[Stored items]
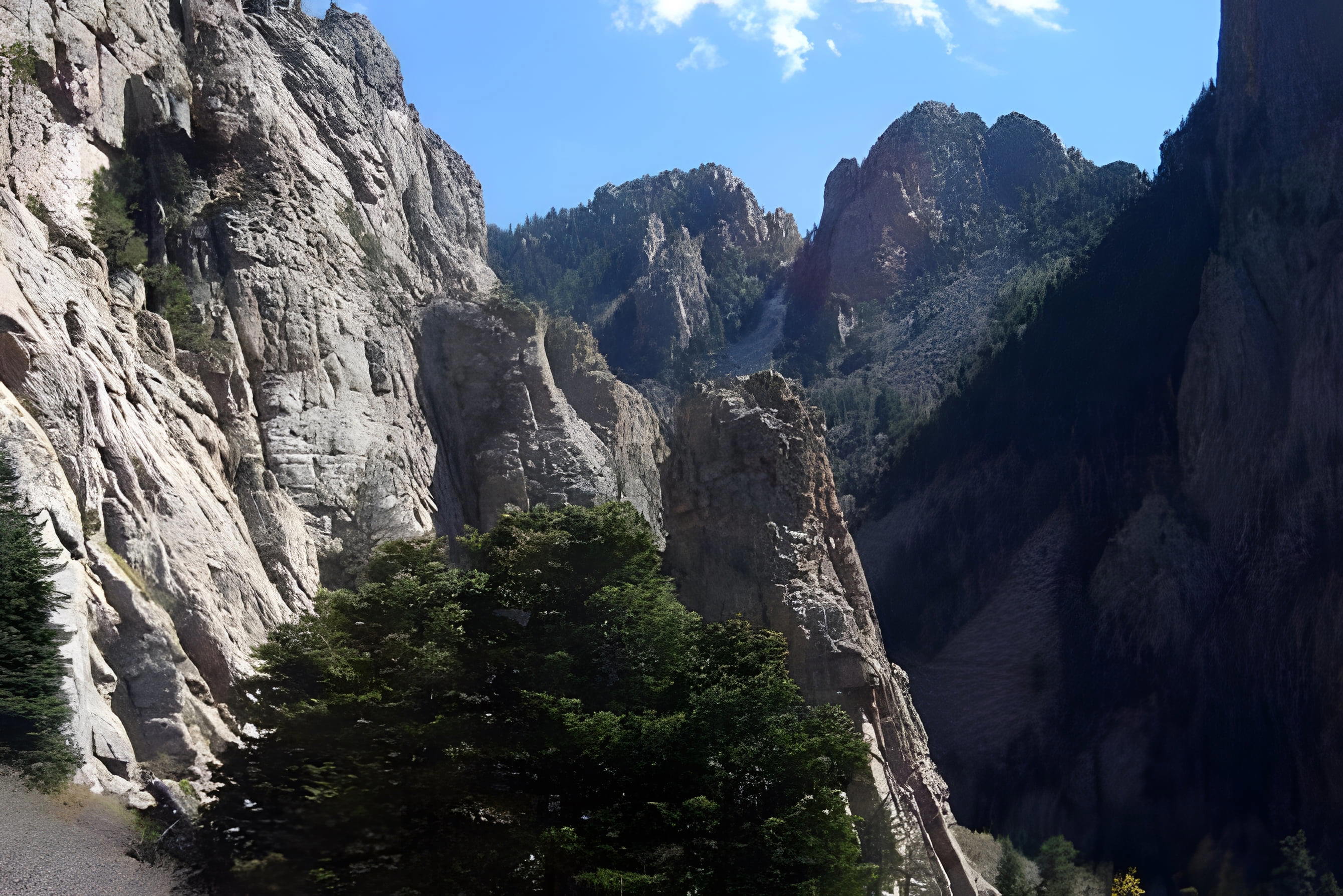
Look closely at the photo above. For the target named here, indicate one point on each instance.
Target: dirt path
(70, 845)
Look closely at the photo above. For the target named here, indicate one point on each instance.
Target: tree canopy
(548, 719)
(34, 713)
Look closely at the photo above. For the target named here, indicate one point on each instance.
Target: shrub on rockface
(111, 215)
(548, 721)
(34, 711)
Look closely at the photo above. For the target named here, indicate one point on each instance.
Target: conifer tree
(1012, 872)
(34, 711)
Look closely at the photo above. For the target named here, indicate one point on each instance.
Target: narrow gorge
(1030, 463)
(335, 367)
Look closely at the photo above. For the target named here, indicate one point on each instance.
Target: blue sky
(548, 100)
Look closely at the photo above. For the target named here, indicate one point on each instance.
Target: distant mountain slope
(665, 269)
(1111, 565)
(927, 254)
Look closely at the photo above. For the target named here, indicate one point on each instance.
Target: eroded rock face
(1121, 545)
(204, 490)
(665, 269)
(530, 417)
(755, 530)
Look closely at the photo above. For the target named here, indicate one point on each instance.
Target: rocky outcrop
(755, 531)
(930, 253)
(204, 479)
(1118, 553)
(666, 269)
(526, 413)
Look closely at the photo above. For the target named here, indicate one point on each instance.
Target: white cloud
(703, 56)
(984, 68)
(927, 13)
(1037, 11)
(778, 21)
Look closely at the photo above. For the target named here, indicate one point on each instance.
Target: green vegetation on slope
(34, 713)
(583, 263)
(910, 351)
(119, 220)
(550, 721)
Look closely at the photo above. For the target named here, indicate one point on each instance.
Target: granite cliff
(927, 256)
(666, 269)
(755, 531)
(1110, 565)
(204, 479)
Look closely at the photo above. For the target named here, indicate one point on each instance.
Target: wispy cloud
(984, 68)
(922, 13)
(703, 56)
(779, 21)
(1037, 11)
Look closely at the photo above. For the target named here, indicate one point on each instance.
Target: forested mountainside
(666, 269)
(1111, 562)
(929, 254)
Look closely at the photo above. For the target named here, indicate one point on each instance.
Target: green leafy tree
(1300, 872)
(1012, 872)
(548, 721)
(1059, 871)
(34, 713)
(111, 215)
(1127, 884)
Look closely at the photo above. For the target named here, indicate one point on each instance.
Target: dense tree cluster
(34, 711)
(548, 721)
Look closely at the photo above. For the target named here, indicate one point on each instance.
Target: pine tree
(34, 711)
(1012, 872)
(1296, 875)
(550, 721)
(1057, 867)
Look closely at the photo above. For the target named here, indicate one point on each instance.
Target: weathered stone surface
(1112, 565)
(507, 427)
(755, 530)
(203, 495)
(666, 268)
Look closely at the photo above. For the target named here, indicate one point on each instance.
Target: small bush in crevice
(23, 62)
(170, 295)
(34, 713)
(111, 215)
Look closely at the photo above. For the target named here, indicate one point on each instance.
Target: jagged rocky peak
(755, 531)
(1022, 156)
(222, 423)
(666, 269)
(1116, 553)
(930, 195)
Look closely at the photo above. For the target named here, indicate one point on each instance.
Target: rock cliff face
(1118, 554)
(666, 269)
(929, 254)
(755, 530)
(203, 490)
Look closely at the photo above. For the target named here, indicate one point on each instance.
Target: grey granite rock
(755, 530)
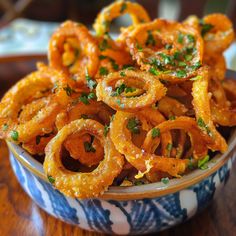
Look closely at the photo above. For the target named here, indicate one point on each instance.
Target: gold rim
(145, 191)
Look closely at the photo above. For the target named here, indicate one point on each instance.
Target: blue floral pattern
(120, 217)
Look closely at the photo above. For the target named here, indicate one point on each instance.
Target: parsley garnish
(103, 71)
(51, 179)
(106, 129)
(68, 90)
(5, 127)
(205, 27)
(150, 40)
(202, 164)
(156, 132)
(90, 82)
(123, 7)
(165, 180)
(203, 126)
(133, 125)
(14, 135)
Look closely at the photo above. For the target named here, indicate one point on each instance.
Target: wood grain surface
(20, 216)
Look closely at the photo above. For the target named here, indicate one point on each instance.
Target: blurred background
(26, 25)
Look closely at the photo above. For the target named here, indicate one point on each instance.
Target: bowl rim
(152, 190)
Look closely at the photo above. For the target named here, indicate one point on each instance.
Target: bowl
(127, 210)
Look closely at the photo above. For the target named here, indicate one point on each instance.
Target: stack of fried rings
(140, 107)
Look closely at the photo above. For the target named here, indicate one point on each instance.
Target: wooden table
(20, 216)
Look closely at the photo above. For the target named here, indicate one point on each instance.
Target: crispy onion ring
(154, 90)
(137, 157)
(200, 141)
(75, 145)
(201, 103)
(116, 9)
(220, 36)
(24, 91)
(164, 47)
(76, 184)
(87, 51)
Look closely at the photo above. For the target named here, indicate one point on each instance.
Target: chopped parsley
(103, 45)
(123, 7)
(172, 117)
(122, 73)
(202, 164)
(180, 38)
(106, 129)
(88, 146)
(203, 126)
(139, 47)
(181, 73)
(150, 39)
(103, 71)
(133, 125)
(153, 71)
(68, 90)
(165, 180)
(205, 27)
(14, 135)
(37, 139)
(51, 179)
(5, 127)
(90, 82)
(156, 132)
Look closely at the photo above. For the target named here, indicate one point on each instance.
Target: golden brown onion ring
(154, 90)
(77, 184)
(170, 50)
(87, 58)
(116, 9)
(139, 158)
(24, 91)
(201, 103)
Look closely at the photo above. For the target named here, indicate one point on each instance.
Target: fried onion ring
(77, 184)
(116, 9)
(154, 90)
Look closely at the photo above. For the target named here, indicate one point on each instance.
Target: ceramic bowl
(127, 210)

● Exercise prompt
Copy each line above precisely, dropping the pictures.

● Solution to this problem
Look closely at the photo above. For the target named here, indicate one point on each instance.
Target: dirt path
(70, 845)
Look closely at the photo above. For the target named here, indicate one point on each instance.
Target: tree canopy
(548, 719)
(34, 713)
Look closely at the photo above. For the target named here, indicate one point on each instance.
Target: shrub on rockface
(111, 215)
(548, 721)
(34, 711)
Look closely at the photo above. For the target named here, indicate one point on each instance.
Target: conifer tree
(1012, 872)
(34, 711)
Look closely at the photo above. For the target named here, indicate one point on each instance.
Target: narrow gorge
(1030, 463)
(335, 367)
Look closely at the photo above. For the target named here, indicate one point on each instance.
Target: blue sky
(548, 100)
Look closely at the photo above. For the target named here, indicate one point on each instance.
Target: distant mountain slope
(665, 269)
(1111, 565)
(927, 254)
Look closely at the photo above. For the target named here, indicate one point on each instance.
Target: eroded rock face
(1121, 545)
(204, 490)
(665, 269)
(530, 417)
(755, 530)
Look closely at the photo above. For the target named here, indicate one point on each instance.
Target: rocky outcrop
(755, 531)
(930, 253)
(204, 479)
(1118, 553)
(666, 269)
(526, 413)
Look closely at the photo above. For the target named here, indicate one point on each instance.
Target: white cloud
(703, 56)
(984, 68)
(927, 13)
(1037, 11)
(778, 21)
Look closely at the photo above. For the target named here, indicate one point on each instance.
Target: green vegetation on slope
(34, 713)
(583, 263)
(910, 351)
(119, 220)
(550, 721)
Look closely at the photo above. For the target named here, indicate one point on each instance.
Target: granite cliff
(927, 256)
(666, 269)
(755, 531)
(1110, 565)
(204, 479)
Look closely at the photo above. For the target named here, indicate one point on each instance.
Target: wispy cloud
(984, 68)
(922, 13)
(703, 56)
(779, 21)
(1037, 11)
Look closely at the photo above. For the target named here, indicate one point on each instance.
Target: forested mountainside
(666, 269)
(1111, 562)
(929, 254)
Look closely at the photo above. For the target named here, indicate one point on each instance.
Target: green leafy tree
(1300, 872)
(1012, 872)
(548, 721)
(1059, 871)
(34, 713)
(111, 215)
(1127, 884)
Look closely at the photo above. For the target named here, indicate one point on each instance.
Target: dense tree cluster
(34, 711)
(548, 721)
Look closely at the photo above. For the target named here, indicate one point on each instance.
Target: pine tree
(34, 711)
(1012, 872)
(1296, 875)
(550, 721)
(1057, 867)
Look closely at the photo above. For the target named here, indicate one point on each instance.
Target: weathered stone surface
(1112, 565)
(507, 427)
(755, 530)
(203, 495)
(666, 268)
Look closely at the photo above. For the target named here, indicate one point on each instance.
Target: small bush in crevice
(23, 62)
(170, 295)
(34, 713)
(111, 215)
Look closely at the photo above. For the target named here, indicate one point on each instance.
Target: jagged rocky peak
(755, 531)
(1022, 156)
(222, 423)
(666, 269)
(1116, 553)
(930, 195)
Look closely at the photo above. For the target named here, indicate one point on each instance.
Target: rock cliff face
(1118, 554)
(666, 269)
(929, 254)
(755, 530)
(203, 490)
Look closely at the photo above. For the target named here, indicate one point on each instance.
Target: grey granite rock
(755, 530)
Look closely at the photo above. For the target named here, indicate one point on each instance.
Target: gold rim
(145, 191)
Look closely at the photo above. For the target named here, indicate one point on each instance.
Target: blue floral pattern
(120, 217)
Look closely at the photo above. For the target named here, indicate one point on each instance.
Target: parsley garnish
(103, 71)
(51, 179)
(106, 129)
(68, 90)
(5, 127)
(205, 27)
(150, 40)
(202, 164)
(156, 132)
(90, 82)
(123, 7)
(165, 180)
(203, 126)
(133, 125)
(14, 135)
Look closely at the photo above. For the target named here, indicate one point on each instance.
Target: wood grain surface
(20, 216)
Look closely at the photo above. For the target named here, indicate one point on each instance.
Target: blurred background
(26, 25)
Look closely at the photo above. For the target named here, indicate one point on each instance.
Target: bowl rim
(152, 190)
Look closely at the photo above. For the target named here, indicate one point on each instance.
Target: bowl
(127, 210)
Look closely at the photo above. For the target named here, indicate one point on each instance.
Target: stack of fried rings
(140, 107)
Look closely at the photo above. For the target named here, indicate one point on each instance.
Target: wooden table
(20, 216)
Look closely at the photo above. For the target named here, indicate one point on each instance.
Target: crispy onion ring
(154, 90)
(137, 157)
(200, 141)
(75, 145)
(201, 103)
(116, 9)
(220, 36)
(24, 91)
(164, 47)
(76, 184)
(87, 51)
Look closely at the photo above. For the target named here, indicate one point on each instance.
Target: chopped parsley
(103, 45)
(123, 7)
(172, 117)
(122, 73)
(202, 164)
(180, 38)
(106, 129)
(88, 146)
(203, 126)
(139, 47)
(181, 73)
(150, 39)
(103, 71)
(133, 125)
(153, 71)
(68, 90)
(165, 180)
(205, 27)
(14, 135)
(37, 139)
(51, 179)
(5, 127)
(90, 82)
(156, 132)
Look closely at the photo above. For the target named here, indicate one point on each instance.
Target: golden brown onion ring
(154, 90)
(77, 184)
(170, 50)
(87, 58)
(116, 9)
(139, 158)
(24, 91)
(201, 103)
Look closely at the photo above. For the target named here, indicate one point on each instance.
Target: fried onion ring
(77, 184)
(116, 9)
(154, 90)
Look closely at the photo above. For the target named here, indicate one point on each instance.
Target: ceramic bowl
(127, 210)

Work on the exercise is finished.